■ **REQUIREMENT A**: Can you transcribe, line for line, the part of the records that opens with the line containing "Annotation task: put one keypoint on every instance of the grass" and closes with the line containing "(1056, 375)", with both of those lines included?

■ **EXCERPT PROVIDED**:
The difference between HDFS Transparency and native HDFS

The configuration that differ from HDFS in IBM Storage Scale.

Property name Value New definition or limitation
dfs.storage.policy.enabled True/false Not supported by HDFS Transparency.

This means that storage policy commands like hdfs storagepolicies and configuration like fs.setStoragePolicy are not supported.

dfs.permissions.enabled True/false For HDFS protocol, permission check is always done.
dfs.namenode.acls.enabled True/false For native HDFS, the NameNode manages all meta data including the ACL information. HDFS can use this information to turn on or off the ACL checking. However, for IBM Storage Scale, HDFS protocol will not save the meta data. When ACL checking is on, the ACL will be set and stored in the IBM Storage Scale file system. If the admin turns ACL checking off, the ACL entries set before are still stored in IBM Storage Scale and remain effective. This will be improved in the next release.

■ **PROVIDED RECORDS**:
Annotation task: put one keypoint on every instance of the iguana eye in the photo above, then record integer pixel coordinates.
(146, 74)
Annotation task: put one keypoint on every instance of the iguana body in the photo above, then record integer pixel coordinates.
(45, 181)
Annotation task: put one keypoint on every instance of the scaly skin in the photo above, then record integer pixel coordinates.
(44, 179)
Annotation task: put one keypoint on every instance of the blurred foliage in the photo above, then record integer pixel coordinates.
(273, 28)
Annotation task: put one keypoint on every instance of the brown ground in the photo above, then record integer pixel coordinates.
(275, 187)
---
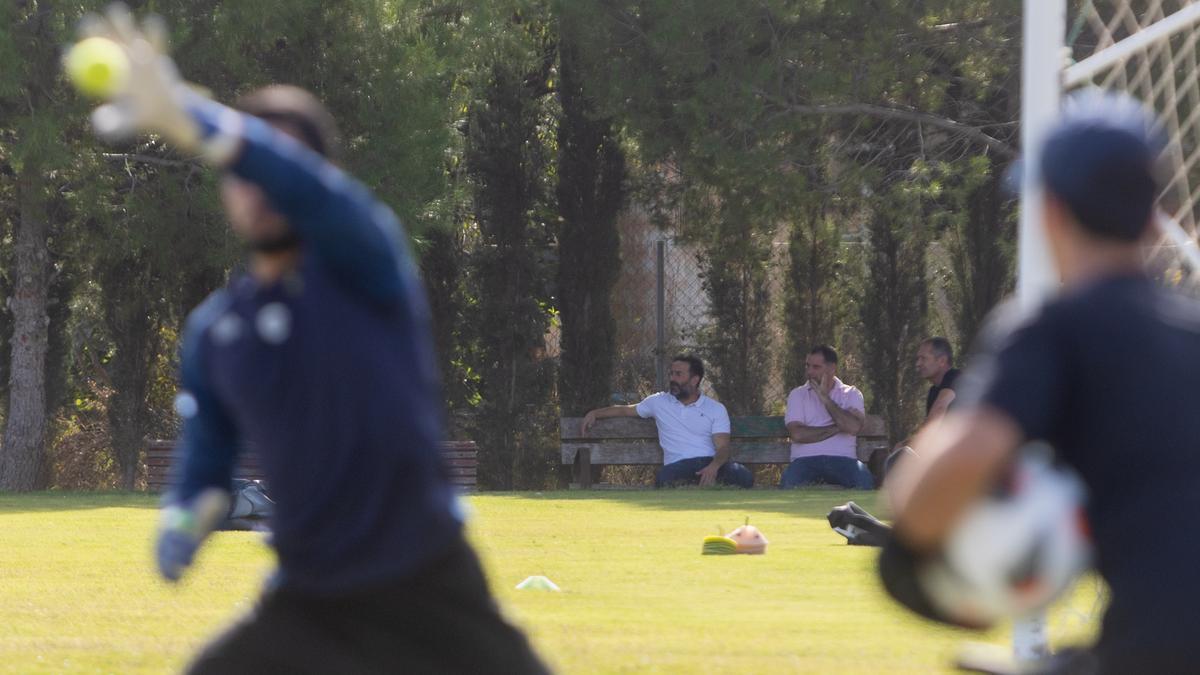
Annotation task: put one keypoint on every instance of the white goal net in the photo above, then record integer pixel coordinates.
...
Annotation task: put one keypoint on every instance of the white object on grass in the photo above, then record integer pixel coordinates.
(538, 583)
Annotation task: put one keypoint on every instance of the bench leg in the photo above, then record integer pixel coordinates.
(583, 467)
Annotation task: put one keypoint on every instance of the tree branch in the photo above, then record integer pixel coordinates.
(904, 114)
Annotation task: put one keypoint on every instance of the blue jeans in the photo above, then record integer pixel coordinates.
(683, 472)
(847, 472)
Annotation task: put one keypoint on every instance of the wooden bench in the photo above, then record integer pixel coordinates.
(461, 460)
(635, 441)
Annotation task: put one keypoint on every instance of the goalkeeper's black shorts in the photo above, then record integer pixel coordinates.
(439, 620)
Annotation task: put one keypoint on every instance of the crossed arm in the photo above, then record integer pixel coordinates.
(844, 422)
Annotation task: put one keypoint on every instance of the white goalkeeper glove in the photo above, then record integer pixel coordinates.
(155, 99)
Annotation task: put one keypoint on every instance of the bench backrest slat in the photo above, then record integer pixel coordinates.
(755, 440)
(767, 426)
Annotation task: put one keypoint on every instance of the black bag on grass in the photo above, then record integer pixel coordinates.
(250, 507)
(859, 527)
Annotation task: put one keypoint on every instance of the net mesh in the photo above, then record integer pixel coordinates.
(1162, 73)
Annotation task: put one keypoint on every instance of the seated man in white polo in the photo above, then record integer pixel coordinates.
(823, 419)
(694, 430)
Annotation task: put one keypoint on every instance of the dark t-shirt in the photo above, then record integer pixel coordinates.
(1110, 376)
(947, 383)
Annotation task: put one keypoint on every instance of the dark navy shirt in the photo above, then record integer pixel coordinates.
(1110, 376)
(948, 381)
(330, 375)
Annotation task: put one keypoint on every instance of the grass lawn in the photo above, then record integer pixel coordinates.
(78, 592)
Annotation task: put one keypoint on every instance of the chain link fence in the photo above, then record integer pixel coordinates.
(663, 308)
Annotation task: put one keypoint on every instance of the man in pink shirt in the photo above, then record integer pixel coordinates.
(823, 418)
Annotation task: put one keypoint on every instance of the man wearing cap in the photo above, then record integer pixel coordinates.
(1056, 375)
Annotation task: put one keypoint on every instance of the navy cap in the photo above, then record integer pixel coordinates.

■ **REQUIREMENT B**: Could you restate word for word the part of the HDFS Transparency comparison that opens with the words "dfs.namenode.acls.enabled True/false For" and closes with "the next release."?

■ **RESPONSE A**:
Annotation task: put one keypoint on every instance of the grass lawn in the photo above, then record integer pixel coordinates.
(78, 592)
Annotation task: put one keypoint on every instance of the chain link fence in the photo above, then record integer pixel coordinates.
(663, 308)
Annotation task: put one keypoint on every instance of the man in pink shirt in the photo above, then record integer pixel coordinates.
(823, 418)
Annotation task: put one keypoint on every instance of the man wearing cap in the photo above, then record integer pixel coordinates.
(1056, 375)

■ **RESPONSE B**:
dfs.namenode.acls.enabled True/false For native HDFS, the NameNode manages all meta data including the ACL information. HDFS can use this information to turn on or off the ACL checking. However, for IBM Storage Scale, HDFS protocol will not save the meta data. When ACL checking is on, the ACL will be set and stored in the IBM Storage Scale file system. If the admin turns ACL checking off, the ACL entries set before are still stored in IBM Storage Scale and remain effective. This will be improved in the next release.